**What the task asks:**
One number should be the full reply: how many lines of the material below contain "sneaker".

**Excerpted records:**

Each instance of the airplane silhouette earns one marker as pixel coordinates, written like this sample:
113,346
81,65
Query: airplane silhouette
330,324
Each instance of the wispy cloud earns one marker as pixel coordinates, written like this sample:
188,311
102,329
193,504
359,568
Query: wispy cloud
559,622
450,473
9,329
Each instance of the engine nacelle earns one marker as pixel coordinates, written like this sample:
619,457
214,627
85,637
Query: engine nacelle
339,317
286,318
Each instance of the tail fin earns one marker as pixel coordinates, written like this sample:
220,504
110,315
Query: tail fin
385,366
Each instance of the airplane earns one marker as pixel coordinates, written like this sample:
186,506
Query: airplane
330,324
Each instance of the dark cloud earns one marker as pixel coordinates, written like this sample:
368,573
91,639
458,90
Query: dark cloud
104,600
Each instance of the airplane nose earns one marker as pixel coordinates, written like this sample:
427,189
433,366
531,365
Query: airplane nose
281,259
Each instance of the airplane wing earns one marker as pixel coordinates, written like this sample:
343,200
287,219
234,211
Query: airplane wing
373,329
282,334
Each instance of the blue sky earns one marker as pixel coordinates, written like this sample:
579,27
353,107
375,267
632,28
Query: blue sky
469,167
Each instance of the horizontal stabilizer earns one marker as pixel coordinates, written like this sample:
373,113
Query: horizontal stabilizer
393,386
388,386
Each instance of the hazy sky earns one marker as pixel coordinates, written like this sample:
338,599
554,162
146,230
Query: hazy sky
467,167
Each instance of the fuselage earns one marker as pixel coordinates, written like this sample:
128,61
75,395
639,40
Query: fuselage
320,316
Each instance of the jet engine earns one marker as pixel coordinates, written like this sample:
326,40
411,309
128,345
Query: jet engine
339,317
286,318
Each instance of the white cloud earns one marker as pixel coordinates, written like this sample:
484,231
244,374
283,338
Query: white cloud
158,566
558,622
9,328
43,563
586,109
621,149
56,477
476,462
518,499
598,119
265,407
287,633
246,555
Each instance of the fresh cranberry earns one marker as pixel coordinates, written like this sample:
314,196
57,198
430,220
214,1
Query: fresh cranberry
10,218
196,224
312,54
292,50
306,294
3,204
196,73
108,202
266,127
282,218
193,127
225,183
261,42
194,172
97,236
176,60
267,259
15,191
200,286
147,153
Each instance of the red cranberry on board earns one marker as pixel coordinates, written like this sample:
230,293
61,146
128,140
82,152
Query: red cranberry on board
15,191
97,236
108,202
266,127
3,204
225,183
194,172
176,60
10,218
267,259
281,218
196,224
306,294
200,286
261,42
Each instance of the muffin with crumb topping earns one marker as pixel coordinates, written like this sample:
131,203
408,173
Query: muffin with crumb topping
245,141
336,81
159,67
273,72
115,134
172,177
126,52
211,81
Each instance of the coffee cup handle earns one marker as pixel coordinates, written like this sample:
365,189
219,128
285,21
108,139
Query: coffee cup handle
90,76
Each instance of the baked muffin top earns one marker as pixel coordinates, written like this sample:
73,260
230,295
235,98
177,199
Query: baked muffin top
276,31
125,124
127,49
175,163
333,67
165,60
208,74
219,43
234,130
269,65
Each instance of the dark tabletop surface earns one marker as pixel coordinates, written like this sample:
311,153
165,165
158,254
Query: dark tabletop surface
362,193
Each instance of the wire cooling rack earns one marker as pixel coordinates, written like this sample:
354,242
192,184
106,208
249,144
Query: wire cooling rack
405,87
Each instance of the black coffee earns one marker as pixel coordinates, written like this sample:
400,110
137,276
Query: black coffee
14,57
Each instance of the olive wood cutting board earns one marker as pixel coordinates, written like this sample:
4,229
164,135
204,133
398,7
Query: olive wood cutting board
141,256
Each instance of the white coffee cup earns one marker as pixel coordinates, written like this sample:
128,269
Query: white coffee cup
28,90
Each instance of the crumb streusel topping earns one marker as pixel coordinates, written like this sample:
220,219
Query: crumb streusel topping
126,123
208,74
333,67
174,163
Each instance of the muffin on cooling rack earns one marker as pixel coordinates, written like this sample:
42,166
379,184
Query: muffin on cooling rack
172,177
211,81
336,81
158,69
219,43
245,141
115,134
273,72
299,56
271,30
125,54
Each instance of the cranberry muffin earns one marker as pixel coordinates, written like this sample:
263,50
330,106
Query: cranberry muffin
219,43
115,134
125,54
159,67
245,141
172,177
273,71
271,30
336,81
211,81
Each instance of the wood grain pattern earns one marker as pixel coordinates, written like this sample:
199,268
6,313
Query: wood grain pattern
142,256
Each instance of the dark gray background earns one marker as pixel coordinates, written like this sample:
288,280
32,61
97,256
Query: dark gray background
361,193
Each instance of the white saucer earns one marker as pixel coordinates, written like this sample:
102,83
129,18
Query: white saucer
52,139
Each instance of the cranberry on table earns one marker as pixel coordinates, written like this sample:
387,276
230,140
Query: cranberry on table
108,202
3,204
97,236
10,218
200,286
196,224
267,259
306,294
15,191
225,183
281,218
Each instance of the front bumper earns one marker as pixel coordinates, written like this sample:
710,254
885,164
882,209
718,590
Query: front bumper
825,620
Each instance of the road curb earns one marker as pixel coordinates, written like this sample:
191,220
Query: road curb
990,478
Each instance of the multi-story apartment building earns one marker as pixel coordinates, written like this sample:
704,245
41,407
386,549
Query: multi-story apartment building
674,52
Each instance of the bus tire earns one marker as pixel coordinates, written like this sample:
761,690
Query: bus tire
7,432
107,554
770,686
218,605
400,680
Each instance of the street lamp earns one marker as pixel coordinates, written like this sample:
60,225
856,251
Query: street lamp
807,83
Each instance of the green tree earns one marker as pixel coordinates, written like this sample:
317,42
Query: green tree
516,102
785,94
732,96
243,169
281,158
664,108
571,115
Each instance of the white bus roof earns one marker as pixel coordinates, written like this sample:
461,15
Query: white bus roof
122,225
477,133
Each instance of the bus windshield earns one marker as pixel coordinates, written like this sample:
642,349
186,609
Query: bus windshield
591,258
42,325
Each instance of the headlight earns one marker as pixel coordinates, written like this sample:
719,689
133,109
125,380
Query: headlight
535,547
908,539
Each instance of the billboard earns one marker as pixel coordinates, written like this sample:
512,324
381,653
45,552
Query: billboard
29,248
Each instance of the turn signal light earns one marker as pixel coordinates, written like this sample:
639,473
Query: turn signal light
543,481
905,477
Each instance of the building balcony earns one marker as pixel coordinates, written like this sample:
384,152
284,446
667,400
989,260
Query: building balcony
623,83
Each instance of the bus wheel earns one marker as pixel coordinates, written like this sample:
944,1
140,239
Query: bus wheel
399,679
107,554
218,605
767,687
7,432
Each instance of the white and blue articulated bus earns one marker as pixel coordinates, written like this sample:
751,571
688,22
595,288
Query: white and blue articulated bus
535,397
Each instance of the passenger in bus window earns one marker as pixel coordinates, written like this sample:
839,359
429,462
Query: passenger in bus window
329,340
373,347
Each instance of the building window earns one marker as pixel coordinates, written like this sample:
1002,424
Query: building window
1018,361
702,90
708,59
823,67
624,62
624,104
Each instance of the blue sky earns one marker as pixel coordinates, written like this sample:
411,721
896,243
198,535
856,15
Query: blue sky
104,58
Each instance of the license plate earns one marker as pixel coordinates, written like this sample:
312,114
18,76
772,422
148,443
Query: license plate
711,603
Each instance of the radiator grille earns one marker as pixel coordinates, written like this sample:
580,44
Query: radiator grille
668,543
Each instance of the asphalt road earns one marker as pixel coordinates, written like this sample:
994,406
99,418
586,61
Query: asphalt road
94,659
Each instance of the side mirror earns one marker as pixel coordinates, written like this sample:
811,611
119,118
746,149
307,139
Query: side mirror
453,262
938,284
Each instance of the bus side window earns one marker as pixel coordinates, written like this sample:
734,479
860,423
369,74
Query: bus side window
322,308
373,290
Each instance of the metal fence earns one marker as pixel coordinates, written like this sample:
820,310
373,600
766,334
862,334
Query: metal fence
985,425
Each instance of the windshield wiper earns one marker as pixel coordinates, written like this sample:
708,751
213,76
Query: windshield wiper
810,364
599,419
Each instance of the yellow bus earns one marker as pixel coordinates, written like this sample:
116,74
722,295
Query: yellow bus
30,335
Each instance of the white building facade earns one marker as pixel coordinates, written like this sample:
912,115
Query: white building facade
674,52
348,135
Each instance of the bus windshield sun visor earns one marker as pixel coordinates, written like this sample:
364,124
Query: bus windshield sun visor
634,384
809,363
* * *
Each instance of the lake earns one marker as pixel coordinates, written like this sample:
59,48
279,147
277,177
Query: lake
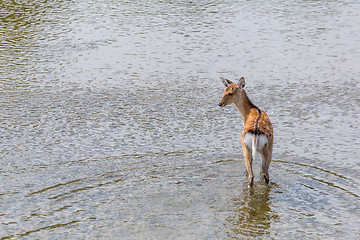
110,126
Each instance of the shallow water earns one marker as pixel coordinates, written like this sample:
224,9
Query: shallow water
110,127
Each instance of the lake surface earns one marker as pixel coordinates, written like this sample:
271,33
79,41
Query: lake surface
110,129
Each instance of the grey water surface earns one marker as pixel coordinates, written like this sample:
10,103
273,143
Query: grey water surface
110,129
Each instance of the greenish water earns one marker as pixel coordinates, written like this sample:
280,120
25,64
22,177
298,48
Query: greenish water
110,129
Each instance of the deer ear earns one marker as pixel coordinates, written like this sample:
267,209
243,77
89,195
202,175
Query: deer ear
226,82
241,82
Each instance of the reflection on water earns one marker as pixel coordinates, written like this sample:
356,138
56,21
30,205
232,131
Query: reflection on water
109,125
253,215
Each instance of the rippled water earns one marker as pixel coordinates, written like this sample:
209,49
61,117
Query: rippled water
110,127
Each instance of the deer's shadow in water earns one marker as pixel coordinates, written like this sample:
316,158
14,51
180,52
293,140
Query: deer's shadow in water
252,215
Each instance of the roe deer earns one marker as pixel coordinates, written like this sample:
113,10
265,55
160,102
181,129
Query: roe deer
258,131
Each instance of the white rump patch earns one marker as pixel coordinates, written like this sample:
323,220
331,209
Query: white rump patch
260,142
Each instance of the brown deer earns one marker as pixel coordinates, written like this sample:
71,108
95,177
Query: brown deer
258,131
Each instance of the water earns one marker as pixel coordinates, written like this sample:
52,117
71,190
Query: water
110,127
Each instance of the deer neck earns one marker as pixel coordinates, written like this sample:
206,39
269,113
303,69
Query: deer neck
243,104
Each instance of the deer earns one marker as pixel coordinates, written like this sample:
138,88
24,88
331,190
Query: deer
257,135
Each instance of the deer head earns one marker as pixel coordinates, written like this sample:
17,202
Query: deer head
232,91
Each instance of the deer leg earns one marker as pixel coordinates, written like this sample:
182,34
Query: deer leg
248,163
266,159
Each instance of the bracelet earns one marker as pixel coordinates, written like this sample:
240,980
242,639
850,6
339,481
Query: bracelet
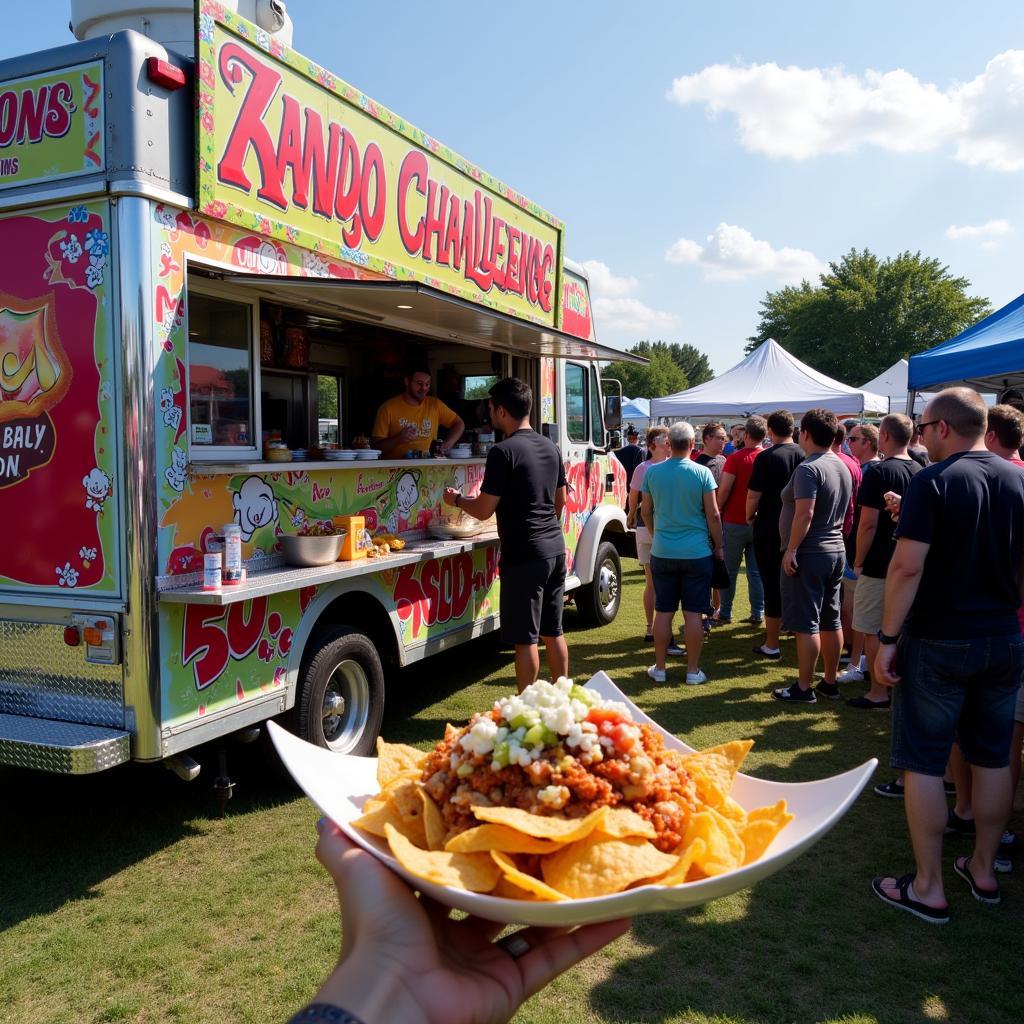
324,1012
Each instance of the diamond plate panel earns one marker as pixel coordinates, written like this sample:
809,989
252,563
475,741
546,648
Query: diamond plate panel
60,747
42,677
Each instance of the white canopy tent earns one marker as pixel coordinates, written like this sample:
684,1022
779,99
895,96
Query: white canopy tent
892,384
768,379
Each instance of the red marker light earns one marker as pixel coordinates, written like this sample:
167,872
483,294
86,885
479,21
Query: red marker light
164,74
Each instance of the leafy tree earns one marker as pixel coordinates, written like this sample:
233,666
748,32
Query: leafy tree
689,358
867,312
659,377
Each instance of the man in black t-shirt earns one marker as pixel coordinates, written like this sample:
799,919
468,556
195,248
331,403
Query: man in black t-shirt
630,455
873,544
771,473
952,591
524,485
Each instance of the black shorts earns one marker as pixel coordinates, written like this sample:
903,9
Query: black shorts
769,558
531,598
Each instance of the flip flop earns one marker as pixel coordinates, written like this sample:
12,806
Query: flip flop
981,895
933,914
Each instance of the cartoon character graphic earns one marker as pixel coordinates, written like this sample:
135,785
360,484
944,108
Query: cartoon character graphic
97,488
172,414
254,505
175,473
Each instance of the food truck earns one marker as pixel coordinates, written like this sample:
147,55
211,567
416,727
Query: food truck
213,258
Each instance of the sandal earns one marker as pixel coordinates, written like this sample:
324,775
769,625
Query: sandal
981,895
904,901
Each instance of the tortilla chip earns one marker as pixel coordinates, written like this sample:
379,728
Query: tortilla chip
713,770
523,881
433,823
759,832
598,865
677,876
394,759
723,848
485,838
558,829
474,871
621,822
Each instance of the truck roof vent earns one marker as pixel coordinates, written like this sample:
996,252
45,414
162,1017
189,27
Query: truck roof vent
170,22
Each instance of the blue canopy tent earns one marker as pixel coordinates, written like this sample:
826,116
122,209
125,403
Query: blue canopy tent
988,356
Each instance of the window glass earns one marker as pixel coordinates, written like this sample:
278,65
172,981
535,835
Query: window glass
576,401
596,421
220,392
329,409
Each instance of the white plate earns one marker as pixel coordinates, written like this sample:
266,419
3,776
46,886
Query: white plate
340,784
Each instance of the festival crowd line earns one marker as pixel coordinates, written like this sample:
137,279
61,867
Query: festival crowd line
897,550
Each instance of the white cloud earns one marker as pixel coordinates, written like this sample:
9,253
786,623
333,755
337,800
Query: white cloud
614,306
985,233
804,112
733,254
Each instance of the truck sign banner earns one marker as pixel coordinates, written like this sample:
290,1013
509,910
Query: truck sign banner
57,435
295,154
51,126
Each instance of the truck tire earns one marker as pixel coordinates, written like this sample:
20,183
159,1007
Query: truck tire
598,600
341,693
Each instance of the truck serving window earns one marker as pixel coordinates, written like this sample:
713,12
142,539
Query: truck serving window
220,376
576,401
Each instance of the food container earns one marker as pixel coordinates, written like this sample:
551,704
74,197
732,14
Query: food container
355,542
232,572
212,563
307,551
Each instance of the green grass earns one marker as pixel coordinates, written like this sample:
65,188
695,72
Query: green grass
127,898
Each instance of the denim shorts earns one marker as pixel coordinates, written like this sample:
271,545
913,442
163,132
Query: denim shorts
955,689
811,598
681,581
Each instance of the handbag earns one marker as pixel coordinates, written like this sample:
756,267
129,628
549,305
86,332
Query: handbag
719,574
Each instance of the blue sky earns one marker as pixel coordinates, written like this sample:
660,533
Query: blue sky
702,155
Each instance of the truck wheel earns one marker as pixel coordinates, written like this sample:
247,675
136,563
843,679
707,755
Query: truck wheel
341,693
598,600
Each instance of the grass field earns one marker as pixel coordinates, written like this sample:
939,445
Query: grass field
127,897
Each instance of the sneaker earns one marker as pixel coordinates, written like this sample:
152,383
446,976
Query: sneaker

**Completed task:**
2